▶ **What you will do**
1) According to the piece on mail delivery in Kabul, why has the Afghan Post's project to set up postal codes in the city stalled?
2) Shorten the paragraph beginning "In Kabul, there are no postal codes" from the piece on mail delivery in Kabul, keeping its main facts.

▶ **Text excerpt**
Content starts
KEEPING THE AFGHANS POSTED: Postman Shah Mohammad in front of the Barikot Post Office where he works in Kabul.
In a city riddled by a constant fear of attacks, anonymity is highly prized. Most walls
are high and very few houses have names of tenants on the door. And yet, as Subel
Bhandari and Najeebullah Hazem find out, a phone number may do the trick!
It took Graeme Smith two years to receive a letter from his employer in Brussels welcoming him to a new job in Afghanistan.
“Some say that the mail arrives quickly. I think that this letter was lost,” says Smith, a political analyst for the International Crisis Group who started work at the Kabul office in 2012.
In Kabul, there are no postal codes. A project to set up such a system by the Afghan Post, a member of the Universal Postal Union since 1928, has been stalled because the city’s streets are still mostly nameless.
Most of the hundreds of thousands of homes have no house numbers either.
Aid money for development and reconstruction is supposed to fund such advances, but a multi-million-dollar effort by the municipality of Kabul to name the streets and allot house numbers is moving at only a snail’s pace.
At the Barikot Post Office in the Deh Mazang area of western Kabul, four people sift through thousands of mails each month. The site is one of the 25 branch offices of the Afghan Post in Kabul.
The office chief directs three postmen who deliver about 1,300 letters and parcels every day in Police Districts 7 and 3.
Content ends
[Records excerpted from a collection]
Content starts
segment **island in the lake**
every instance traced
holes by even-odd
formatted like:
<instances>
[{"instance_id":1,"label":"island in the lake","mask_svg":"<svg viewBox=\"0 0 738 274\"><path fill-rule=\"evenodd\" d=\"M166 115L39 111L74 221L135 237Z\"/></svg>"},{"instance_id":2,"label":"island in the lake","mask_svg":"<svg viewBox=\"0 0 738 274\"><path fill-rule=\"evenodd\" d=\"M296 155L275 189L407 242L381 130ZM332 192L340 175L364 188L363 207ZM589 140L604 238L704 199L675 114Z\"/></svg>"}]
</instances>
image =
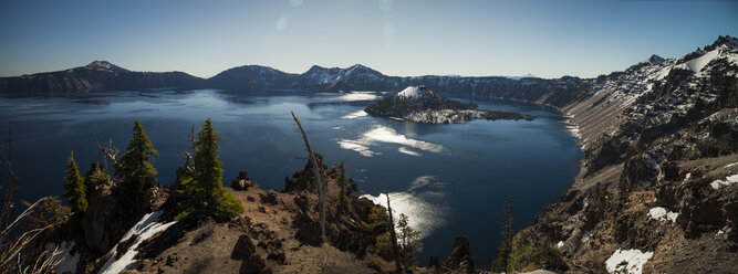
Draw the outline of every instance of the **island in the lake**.
<instances>
[{"instance_id":1,"label":"island in the lake","mask_svg":"<svg viewBox=\"0 0 738 274\"><path fill-rule=\"evenodd\" d=\"M428 124L467 123L475 119L533 119L532 116L519 113L478 109L477 104L446 98L424 85L408 86L367 106L364 112L374 116Z\"/></svg>"}]
</instances>

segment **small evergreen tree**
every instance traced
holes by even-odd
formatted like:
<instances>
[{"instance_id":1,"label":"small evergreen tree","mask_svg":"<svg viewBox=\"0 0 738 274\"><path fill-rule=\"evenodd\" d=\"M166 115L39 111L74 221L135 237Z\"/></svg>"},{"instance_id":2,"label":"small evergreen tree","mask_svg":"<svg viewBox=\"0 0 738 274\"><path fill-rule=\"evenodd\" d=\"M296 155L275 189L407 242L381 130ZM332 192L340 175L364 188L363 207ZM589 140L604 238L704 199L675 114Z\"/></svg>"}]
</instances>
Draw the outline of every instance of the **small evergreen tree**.
<instances>
[{"instance_id":1,"label":"small evergreen tree","mask_svg":"<svg viewBox=\"0 0 738 274\"><path fill-rule=\"evenodd\" d=\"M76 161L74 161L74 151L70 151L64 181L66 181L62 185L64 187L64 197L69 199L72 212L84 213L87 210L87 196L84 188L84 179L80 175Z\"/></svg>"},{"instance_id":2,"label":"small evergreen tree","mask_svg":"<svg viewBox=\"0 0 738 274\"><path fill-rule=\"evenodd\" d=\"M128 141L126 150L121 156L115 175L121 177L125 192L136 194L144 187L146 178L156 176L157 172L150 159L159 155L138 119L133 124L133 138Z\"/></svg>"},{"instance_id":3,"label":"small evergreen tree","mask_svg":"<svg viewBox=\"0 0 738 274\"><path fill-rule=\"evenodd\" d=\"M423 252L423 242L420 242L420 231L409 225L409 220L405 213L399 213L397 220L397 241L405 266L417 265L414 255Z\"/></svg>"},{"instance_id":4,"label":"small evergreen tree","mask_svg":"<svg viewBox=\"0 0 738 274\"><path fill-rule=\"evenodd\" d=\"M243 213L241 202L222 187L218 140L220 136L208 118L202 123L194 143L195 172L184 179L177 189L179 213L175 219L212 217L228 220Z\"/></svg>"}]
</instances>

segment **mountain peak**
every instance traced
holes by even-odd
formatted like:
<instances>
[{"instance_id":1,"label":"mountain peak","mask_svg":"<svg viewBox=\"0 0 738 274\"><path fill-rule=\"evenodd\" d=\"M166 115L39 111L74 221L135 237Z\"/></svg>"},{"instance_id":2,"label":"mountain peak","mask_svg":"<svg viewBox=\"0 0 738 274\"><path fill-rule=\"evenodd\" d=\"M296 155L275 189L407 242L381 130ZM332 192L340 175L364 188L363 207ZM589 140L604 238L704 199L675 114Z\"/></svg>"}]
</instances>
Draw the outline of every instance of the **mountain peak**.
<instances>
[{"instance_id":1,"label":"mountain peak","mask_svg":"<svg viewBox=\"0 0 738 274\"><path fill-rule=\"evenodd\" d=\"M715 43L713 43L713 48L717 48L720 45L727 45L732 49L738 49L738 39L730 36L730 35L720 35L715 40Z\"/></svg>"},{"instance_id":2,"label":"mountain peak","mask_svg":"<svg viewBox=\"0 0 738 274\"><path fill-rule=\"evenodd\" d=\"M648 57L647 61L648 61L648 63L651 63L653 65L661 65L662 63L664 63L664 57L654 54L654 55L651 55L651 57Z\"/></svg>"},{"instance_id":3,"label":"mountain peak","mask_svg":"<svg viewBox=\"0 0 738 274\"><path fill-rule=\"evenodd\" d=\"M397 96L409 98L409 97L424 97L426 94L433 94L434 92L425 85L419 86L408 86L405 87L402 92L397 93Z\"/></svg>"},{"instance_id":4,"label":"mountain peak","mask_svg":"<svg viewBox=\"0 0 738 274\"><path fill-rule=\"evenodd\" d=\"M126 68L114 65L114 64L112 64L111 62L107 62L107 61L92 61L92 63L85 65L84 67L91 68L91 70L103 70L103 71L111 71L111 72L127 72L128 71Z\"/></svg>"}]
</instances>

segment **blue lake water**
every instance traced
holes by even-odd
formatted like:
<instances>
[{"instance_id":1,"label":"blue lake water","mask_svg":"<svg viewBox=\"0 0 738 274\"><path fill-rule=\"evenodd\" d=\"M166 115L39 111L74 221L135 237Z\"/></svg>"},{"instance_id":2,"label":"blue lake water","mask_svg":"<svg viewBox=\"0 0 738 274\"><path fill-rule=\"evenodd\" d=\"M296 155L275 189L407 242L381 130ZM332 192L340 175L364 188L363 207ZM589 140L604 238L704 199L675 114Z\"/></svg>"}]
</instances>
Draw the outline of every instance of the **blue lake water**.
<instances>
[{"instance_id":1,"label":"blue lake water","mask_svg":"<svg viewBox=\"0 0 738 274\"><path fill-rule=\"evenodd\" d=\"M0 97L0 140L8 144L11 127L13 167L21 178L18 196L34 200L62 193L70 150L86 172L93 161L103 160L98 143L112 139L125 148L135 118L159 151L154 164L159 183L170 185L189 148L190 127L197 130L210 117L222 136L225 183L246 170L263 188L281 190L284 178L305 164L304 145L290 116L294 112L328 162L345 160L364 194L376 200L389 192L393 208L423 231L420 263L429 255L443 260L454 238L465 235L481 267L488 267L486 259L499 246L505 201L514 204L516 226L521 228L544 204L555 202L579 171L576 139L555 110L461 98L536 119L458 125L414 124L361 112L383 95L201 89Z\"/></svg>"}]
</instances>

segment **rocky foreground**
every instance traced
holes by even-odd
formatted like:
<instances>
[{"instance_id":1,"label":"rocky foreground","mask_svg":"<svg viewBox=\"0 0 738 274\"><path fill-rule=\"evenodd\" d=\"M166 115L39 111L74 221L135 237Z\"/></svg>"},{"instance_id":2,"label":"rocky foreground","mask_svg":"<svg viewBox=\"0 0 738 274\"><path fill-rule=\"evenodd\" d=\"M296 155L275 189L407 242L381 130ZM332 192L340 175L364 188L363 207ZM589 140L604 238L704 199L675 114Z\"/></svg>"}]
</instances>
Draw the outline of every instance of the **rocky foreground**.
<instances>
[{"instance_id":1,"label":"rocky foreground","mask_svg":"<svg viewBox=\"0 0 738 274\"><path fill-rule=\"evenodd\" d=\"M571 189L526 230L567 265L533 260L530 267L735 273L737 73L737 40L721 36L683 57L654 55L624 72L572 80L582 86L576 96L529 98L568 114L584 151Z\"/></svg>"},{"instance_id":2,"label":"rocky foreground","mask_svg":"<svg viewBox=\"0 0 738 274\"><path fill-rule=\"evenodd\" d=\"M367 81L384 85L394 80L377 76L351 83L367 85ZM458 84L458 88L444 91L545 104L569 116L568 128L581 139L584 151L581 172L559 202L545 207L514 236L512 254L519 255L513 257L519 270L736 272L736 39L720 36L683 57L654 55L624 72L589 80L398 81L427 83L433 88ZM315 243L318 198L309 178L306 171L298 172L285 181L285 191L277 192L250 186L241 176L229 190L247 209L241 218L229 223L202 220L173 224L141 243L118 241L124 228L133 228L144 212L166 208L167 189L152 183L143 196L147 202L132 207L113 199L115 191L110 183L91 185L94 196L100 197L90 199L93 211L83 220L85 243L80 245L86 247L77 261L85 263L72 268L97 272L116 257L108 252L113 246L124 253L126 246L135 244L138 255L134 260L142 272L393 271L391 256L378 254L372 233L362 229L367 209L374 205L357 199L354 187L349 188L354 189L351 209L330 210L329 244ZM341 188L335 179L329 180L329 199L335 201ZM476 272L468 260L469 244L481 243L459 238L449 259L444 263L430 260L428 267L416 273Z\"/></svg>"}]
</instances>

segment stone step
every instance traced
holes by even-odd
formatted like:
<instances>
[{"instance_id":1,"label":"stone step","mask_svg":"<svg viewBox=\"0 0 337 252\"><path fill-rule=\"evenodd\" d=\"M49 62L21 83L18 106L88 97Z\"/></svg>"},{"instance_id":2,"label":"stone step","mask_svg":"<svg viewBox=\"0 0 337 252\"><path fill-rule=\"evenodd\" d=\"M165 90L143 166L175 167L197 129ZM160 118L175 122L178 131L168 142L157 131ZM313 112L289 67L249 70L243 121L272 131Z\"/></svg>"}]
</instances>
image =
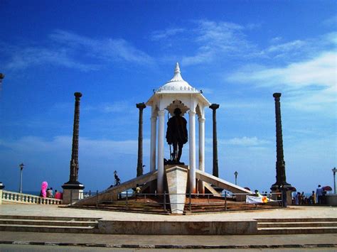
Content ends
▶ **Written responses**
1) The project has stalled because most of Kabul's streets still have no names.

2) Kabul has no postal codes. The Afghan Post, a Universal Postal Union member since 1928, planned a code system, but the project has stalled because most city streets are still unnamed.